WRITTEN REQUEST 1 – Return the passage of the Burrowes Building article below from "April 20, 2016" to "Burrowes in April.", copied word for word.
WRITTEN REQUEST 2 – Using the Burrowes Building article below, mark each statement yes or no and quote the words of the article that decide it: (a) The original central structure was completed in 1940. (b) The two wings were added in 1968. (c) The building's exterior bears 28 inscribed names.

Burrowes Building is back in business

April 20, 2016

UNIVERSITY PARK, Pa. — An architectural landmark along Penn State's famous Mall on the University Park campus, Burrowes Building was closed for renovations in 2014. Two years later, the building has reopened and is back in the business of serving students in the College of the Liberal Arts. The University rededicated Burrowes in April.

Built to be the headquarters of the then-School of Education, notable American architect Charles Z. Klauder designed the original central structure, which was completed in 1940. Two wings were added in 1967 in response to a substantial increase in University enrollment.

Originally dubbed the Education Building, it was later re-named for Thomas Henry Burrowes, who was president of Penn State (when it was the Agricultural College of Pennsylvania) from 1868 to 1870. A passionate advocate for public education, Thomas Burrowes developed the system of free public education in Pennsylvania and drafted the law establishing the Pennsylvania State Normal System. He also was State Superintendent of Common Schools in 1835-38 and 1860-63, and founded the Pennsylvania School Journal.

Inscribed on the building's exterior are 28 names of people who made important historic contributions to the development of education in theory, method or practice. Among them are Burrowes himself, as well as other former Penn State Presidents Edwin Erle Sparks and George W. Atherton.

Burrowes Building close up

In this pre-1968 photograph of Burrowes Building, several names can be seen inscribed above the entrance: Thomas H. Burrowes, the building's namesake, is in the upper left; joined by James P. Wickersham, State Superintendent of Schools from 1866-81; Nathan C. Schaeffer, State Superintendent of Schools from 1893 to 1919; and the first name of Thomas C. Finegan, Pennsylvania State Superintendent of Public Instruction from 1919-1923. Burrowes was originally built in 1940 for the then-School of Education.

DATA EXTRACT –

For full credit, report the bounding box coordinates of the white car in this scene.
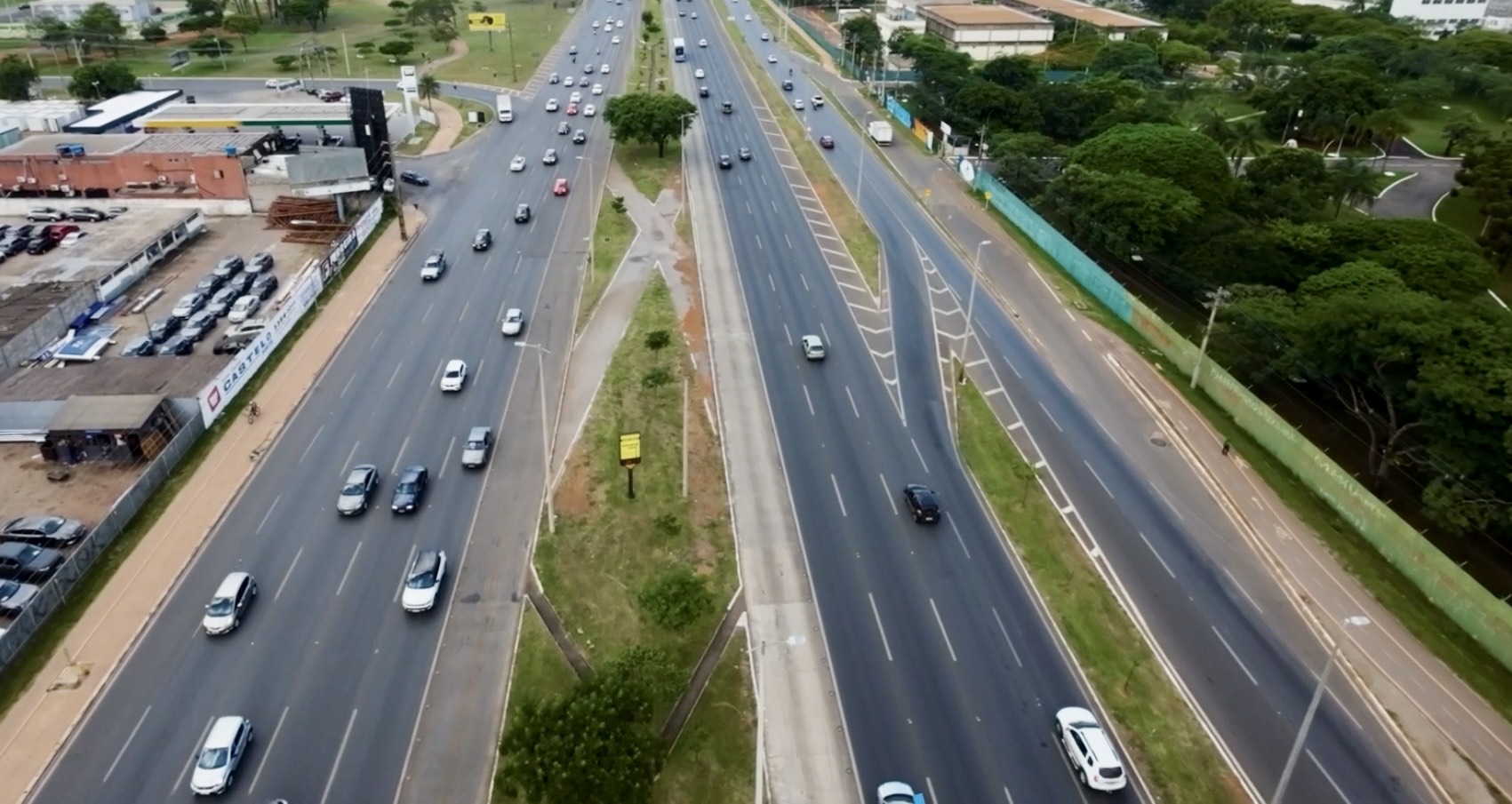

SOLUTION 1 –
April 20, 2016

UNIVERSITY PARK, Pa. — An architectural landmark along Penn State's famous Mall on the University Park campus, Burrowes Building was closed for renovations in 2014. Two years later, the building has reopened and is back in the business of serving students in the College of the Liberal Arts. The University rededicated Burrowes in April.

SOLUTION 2 –
(a) Yes: "which was completed in 1940."
(b) No: "Two wings were added in 1967"
(c) Yes: "Inscribed on the building's exterior are 28 names"